**Exercise aim**
Output all of the records exactly as written.

**Dataset content**
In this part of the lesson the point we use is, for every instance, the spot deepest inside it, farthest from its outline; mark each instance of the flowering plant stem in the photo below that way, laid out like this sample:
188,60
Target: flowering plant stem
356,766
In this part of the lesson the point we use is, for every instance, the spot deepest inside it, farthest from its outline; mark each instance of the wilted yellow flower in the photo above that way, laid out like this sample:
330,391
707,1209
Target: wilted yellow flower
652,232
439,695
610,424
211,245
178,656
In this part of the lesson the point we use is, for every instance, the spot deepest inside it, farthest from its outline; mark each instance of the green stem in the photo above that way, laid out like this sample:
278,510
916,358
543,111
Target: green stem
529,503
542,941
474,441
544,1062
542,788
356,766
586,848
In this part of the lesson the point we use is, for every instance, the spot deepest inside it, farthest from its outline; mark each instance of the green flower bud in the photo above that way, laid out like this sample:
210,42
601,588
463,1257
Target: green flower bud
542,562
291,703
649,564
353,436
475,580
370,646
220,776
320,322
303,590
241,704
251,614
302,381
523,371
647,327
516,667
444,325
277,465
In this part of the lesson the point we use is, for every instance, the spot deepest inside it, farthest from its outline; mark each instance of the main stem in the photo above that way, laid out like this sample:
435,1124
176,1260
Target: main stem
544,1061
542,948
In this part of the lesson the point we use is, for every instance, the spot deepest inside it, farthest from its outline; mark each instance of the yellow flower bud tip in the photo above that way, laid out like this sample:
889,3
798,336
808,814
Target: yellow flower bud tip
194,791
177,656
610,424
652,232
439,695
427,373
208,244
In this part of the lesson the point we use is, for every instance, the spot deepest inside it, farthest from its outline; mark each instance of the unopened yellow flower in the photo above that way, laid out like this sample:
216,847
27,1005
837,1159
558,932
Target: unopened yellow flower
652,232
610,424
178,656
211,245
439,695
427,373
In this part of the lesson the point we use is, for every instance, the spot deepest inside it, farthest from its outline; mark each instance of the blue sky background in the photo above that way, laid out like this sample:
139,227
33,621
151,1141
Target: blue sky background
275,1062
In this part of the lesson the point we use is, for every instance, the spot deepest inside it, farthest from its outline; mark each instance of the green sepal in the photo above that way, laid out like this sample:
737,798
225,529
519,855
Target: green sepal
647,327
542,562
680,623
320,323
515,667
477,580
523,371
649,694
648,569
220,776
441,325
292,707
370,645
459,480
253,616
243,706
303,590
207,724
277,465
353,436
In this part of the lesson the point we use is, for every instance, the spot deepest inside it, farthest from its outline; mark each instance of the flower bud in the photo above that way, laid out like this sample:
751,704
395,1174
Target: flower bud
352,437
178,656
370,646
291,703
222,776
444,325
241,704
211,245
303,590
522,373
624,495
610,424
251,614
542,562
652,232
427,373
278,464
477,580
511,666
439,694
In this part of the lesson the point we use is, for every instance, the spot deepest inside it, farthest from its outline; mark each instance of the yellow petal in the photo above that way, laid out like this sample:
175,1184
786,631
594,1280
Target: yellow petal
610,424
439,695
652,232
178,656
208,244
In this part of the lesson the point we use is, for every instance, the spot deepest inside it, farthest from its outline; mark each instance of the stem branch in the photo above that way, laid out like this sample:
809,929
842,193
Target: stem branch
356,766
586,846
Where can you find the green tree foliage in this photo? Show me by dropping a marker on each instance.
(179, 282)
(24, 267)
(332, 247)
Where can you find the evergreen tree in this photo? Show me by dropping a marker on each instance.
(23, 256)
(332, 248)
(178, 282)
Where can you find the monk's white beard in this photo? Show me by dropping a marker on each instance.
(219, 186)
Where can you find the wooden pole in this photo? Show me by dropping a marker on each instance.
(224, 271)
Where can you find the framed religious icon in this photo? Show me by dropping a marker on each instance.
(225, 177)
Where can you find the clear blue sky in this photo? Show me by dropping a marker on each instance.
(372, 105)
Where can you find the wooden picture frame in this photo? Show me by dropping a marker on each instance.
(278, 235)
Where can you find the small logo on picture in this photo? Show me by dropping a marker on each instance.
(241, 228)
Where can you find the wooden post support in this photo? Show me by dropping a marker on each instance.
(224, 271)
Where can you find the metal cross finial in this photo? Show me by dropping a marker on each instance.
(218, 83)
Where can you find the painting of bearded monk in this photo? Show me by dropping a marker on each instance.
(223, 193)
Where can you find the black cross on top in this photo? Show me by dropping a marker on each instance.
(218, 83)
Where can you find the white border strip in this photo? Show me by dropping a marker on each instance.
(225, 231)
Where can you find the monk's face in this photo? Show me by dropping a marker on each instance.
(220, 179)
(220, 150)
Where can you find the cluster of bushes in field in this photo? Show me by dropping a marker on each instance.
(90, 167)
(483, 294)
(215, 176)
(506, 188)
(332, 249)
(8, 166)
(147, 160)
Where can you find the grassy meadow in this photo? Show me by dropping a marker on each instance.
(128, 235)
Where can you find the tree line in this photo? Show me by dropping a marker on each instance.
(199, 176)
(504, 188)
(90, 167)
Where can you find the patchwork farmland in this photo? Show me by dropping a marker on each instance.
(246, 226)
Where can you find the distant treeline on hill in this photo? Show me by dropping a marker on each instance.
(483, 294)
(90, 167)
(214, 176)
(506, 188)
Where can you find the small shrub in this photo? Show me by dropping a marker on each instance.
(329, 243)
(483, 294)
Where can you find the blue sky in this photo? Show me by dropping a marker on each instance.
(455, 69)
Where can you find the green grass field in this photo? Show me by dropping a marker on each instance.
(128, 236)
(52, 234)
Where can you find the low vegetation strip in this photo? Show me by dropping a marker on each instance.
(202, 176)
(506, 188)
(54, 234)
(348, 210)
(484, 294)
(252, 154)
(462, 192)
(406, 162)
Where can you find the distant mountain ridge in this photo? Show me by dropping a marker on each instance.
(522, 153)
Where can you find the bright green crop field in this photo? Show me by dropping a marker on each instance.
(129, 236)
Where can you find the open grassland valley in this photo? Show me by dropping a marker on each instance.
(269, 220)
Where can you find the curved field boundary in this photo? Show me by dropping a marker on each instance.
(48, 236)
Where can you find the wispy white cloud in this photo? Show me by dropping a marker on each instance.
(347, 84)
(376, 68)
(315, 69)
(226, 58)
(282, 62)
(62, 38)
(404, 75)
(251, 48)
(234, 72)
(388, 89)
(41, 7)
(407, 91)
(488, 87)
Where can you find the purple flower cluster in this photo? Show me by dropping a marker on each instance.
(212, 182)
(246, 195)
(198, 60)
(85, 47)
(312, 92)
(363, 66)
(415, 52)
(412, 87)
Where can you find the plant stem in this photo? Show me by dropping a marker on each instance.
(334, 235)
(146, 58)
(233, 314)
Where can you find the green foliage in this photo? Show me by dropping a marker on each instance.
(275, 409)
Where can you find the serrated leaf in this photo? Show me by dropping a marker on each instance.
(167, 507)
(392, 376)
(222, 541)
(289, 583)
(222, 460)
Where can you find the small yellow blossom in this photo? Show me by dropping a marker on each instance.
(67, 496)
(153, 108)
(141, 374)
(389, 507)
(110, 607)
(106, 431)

**Output below**
In this part of the lesson the point we use is, for every instance, the spot deepest inside it, farthest from its outline; mark each instance of the flowering plant stem in the photo below that way, laid out like this sample:
188,60
Target: flowering plant stem
356,766
In this part of the lesson the point we use is, for every instance, the spot deepest inside it, farthest from its outline; mark each instance of the wilted yellow flower in the photo above that way, laid out like this sample:
330,391
707,1209
Target: wilted yellow flower
652,232
439,695
610,424
211,245
178,656
In this part of the lesson the point we use is, for every instance, the spot deepest inside it, farthest from its outline; mark each instance of the green stem in the photo above that way, laid out like this sample:
278,510
916,358
543,111
Target: green stem
529,503
542,941
474,441
544,1062
542,788
356,766
586,848
In this part of the lesson the point we use is, for every instance, the spot deepest inside it, farthest from its outline; mark each instance of the green flower bud in the photo above that way, laid out like this sample:
210,42
601,588
463,1257
Target: green flower bud
542,562
291,703
649,564
353,436
475,580
370,646
220,776
320,322
303,590
241,704
251,614
302,381
523,371
647,327
516,667
444,325
277,465
In this part of the lesson the point we use is, for every instance, the spot deepest inside it, farthest from its outline; mark each instance of the main stem in the photo above that way, laid out like this sample:
435,1124
176,1260
Target: main stem
544,1061
542,948
In this part of the lesson the point we use is, for every instance, the spot deepest inside it, farthest from its outline; mark each instance of the yellow flower bud tip in the photo above that way, laid out like this sample:
889,3
798,336
808,814
Target: yellow flower bud tip
194,791
177,656
610,424
652,232
439,695
427,373
208,244
In this part of the lesson the point we use is, for every instance, the spot deepest inside it, farthest from its outline; mark each instance of the unopened yellow flower in the photo above that way, laid out like this sample:
216,847
27,1005
837,1159
558,932
Target: unopened yellow flower
652,232
610,424
178,656
211,245
439,695
427,373
In this part of the lesson the point we use is, for every instance, the spot deepest inside it, farthest from its outline; mark each instance of the blue sky background in the photo above that way, laid out like this sample:
139,227
33,621
151,1141
Target: blue sky background
275,1062
In this part of the lesson the point we use is, for every instance, the spot deepest inside it, farthest from its outline; mark each instance of the green sepal in the photo above that way, laid out like this sample:
737,798
225,529
519,855
Target: green sepal
647,327
542,562
680,623
320,323
515,667
477,580
523,371
649,694
648,569
220,776
441,325
292,707
370,645
459,480
253,616
243,706
303,590
207,724
277,465
353,436
In this part of the lesson the point we use is, for every instance, the spot deepest inside it, farthest from its outline; mark each instance of the flower bud in the photo above that way, laid out like this sample:
751,704
395,1174
Target: flower bud
352,437
178,656
370,646
291,703
222,776
444,325
241,704
211,245
303,590
522,373
624,495
610,424
251,614
542,562
652,232
427,373
278,464
477,580
511,666
439,694
In this part of the lesson the point we use is, for every instance, the spot deepest inside it, farthest from its outline; mark each instance of the yellow petal in the photo above that way, laid out like this sample:
175,1184
786,631
594,1280
Target: yellow petal
610,424
439,695
652,232
178,656
208,244
In this part of the lesson the point we use is, for every instance, the spot deepest inside it, farthest from its outline; mark each instance of the stem branch in the photo above that way, laid out like this sample:
809,929
842,193
Target: stem branch
356,766
586,846
Where can you find the green tree foliage in this photo? Show me by dropping a marker on each instance.
(179, 282)
(24, 267)
(332, 247)
Where can you find the evergreen tree in this photo? Show me by dropping a marker on each instance.
(23, 256)
(332, 248)
(178, 282)
Where can you find the monk's white beard in this photo? Show me by dropping a marker on each instance.
(219, 186)
Where can you find the wooden pole in this photo? Show me by dropping a marker on each instance.
(224, 271)
Where can you find the framed religious icon in this photo? Show me by dropping a marker on each instance.
(225, 177)
Where can you find the clear blue sky in this photo? Show me by dropping a marker on each instance.
(372, 105)
Where can you find the wooden picture frame in this photo? Show me by dropping a marker on each instance.
(278, 235)
Where can you find the small logo on picture in this photo? Show me by dropping a marker on each instance.
(241, 228)
Where can you find the wooden post support in this photo? Show me by dropping a marker on each instance.
(224, 271)
Where can you find the metal cross finial in this photo? Show me by dropping a marker on each instance.
(218, 83)
Where can you find the painting of bearded monk in this photo? Show me by dropping a marker on each instance.
(223, 193)
Where can you find the black cross on top in this photo? Show me by dropping a marker on each instance.
(218, 83)
Where can you find the white border strip in this photo? Show me by dropping a marker on each instance.
(225, 231)
Where can you find the monk's face in this photo? Show me by dropping a marker on each instance.
(220, 179)
(220, 150)
Where can you find the cluster of bushes in field in this photo? Show me by dropping a marker on each instance.
(90, 167)
(483, 294)
(215, 176)
(506, 188)
(332, 249)
(8, 166)
(147, 160)
Where can you find the grassy meadow in this photo? Show me by dropping a marker on each instance.
(128, 235)
Where can you find the tree line in this photo? Show me by dropping a marker on each instance.
(199, 176)
(504, 188)
(90, 167)
Where can you find the patchwork farmland in this photo? Show me by dropping a marker on each instance.
(246, 226)
Where can you find the distant treeline on hill in this photo? Show me by dropping a marker on each instance.
(483, 294)
(90, 167)
(214, 176)
(506, 188)
Where can you find the small shrub in this photo? Show me by dropping a marker on each instance.
(329, 243)
(483, 294)
Where can you find the blue sky in this photo? Show me by dropping a marker on each instance.
(455, 69)
Where can you find the green grass field in this photo? Show me by dropping a marker on each instance.
(128, 236)
(52, 234)
Where can you find the low vegetation strip in this photo? Show me by dropping a marker on each instance.
(202, 176)
(506, 188)
(54, 234)
(348, 210)
(484, 294)
(252, 154)
(462, 192)
(406, 162)
Where can you find the distant mountain ridge in this photo? Show me by dropping a marker on each instance.
(522, 153)
Where can you find the bright green crop field in this photo? Show me by dropping a marker on each instance.
(129, 236)
Where can you find the open grassland valley in this photo? Show me by dropping a marker on each instance.
(269, 220)
Where can you find the curved field boundary in this photo? Show me by dropping a marker on each instance.
(48, 236)
Where can you find the wispy white cloud in this photo? Show me by dropping a marker on each instance.
(347, 84)
(376, 68)
(315, 69)
(226, 58)
(282, 62)
(62, 38)
(404, 75)
(251, 48)
(234, 72)
(388, 89)
(41, 7)
(407, 91)
(488, 87)
Where can you find the purple flower cluster in this photo? Show me by dropping a marker on each instance.
(212, 182)
(246, 195)
(198, 60)
(85, 47)
(312, 92)
(363, 66)
(415, 52)
(412, 87)
Where can you find the plant stem in this photo? Show me by dropping a marker on each instance.
(334, 235)
(146, 58)
(233, 314)
Where can you find the green foliage in this photo? Show me by dropping a marker on each instance.
(275, 409)
Where can you find the serrated leaf in this photo? Show me by dropping a marker on each instance.
(167, 507)
(392, 376)
(222, 541)
(289, 583)
(222, 460)
Where can you find the small yellow blossom in this photo? Show me by dropping a marker on each instance.
(67, 496)
(153, 108)
(141, 374)
(389, 507)
(110, 607)
(106, 431)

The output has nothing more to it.